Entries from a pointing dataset
====

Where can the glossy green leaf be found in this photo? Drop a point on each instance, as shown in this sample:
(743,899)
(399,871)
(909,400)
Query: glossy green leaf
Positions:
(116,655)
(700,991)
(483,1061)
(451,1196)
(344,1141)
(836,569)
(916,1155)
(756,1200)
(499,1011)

====

§ **Short problem**
Pull every line out of the material above and reproduce each one unchanged, in its original order.

§ **Completed task**
Where can the glossy green leaf be found in this photo? Drop a point on each instance, as shown in this sample:
(743,899)
(399,871)
(909,400)
Query: glossy green leaf
Positions:
(116,655)
(700,991)
(483,1061)
(451,1196)
(344,1141)
(836,569)
(916,1155)
(756,1200)
(499,1011)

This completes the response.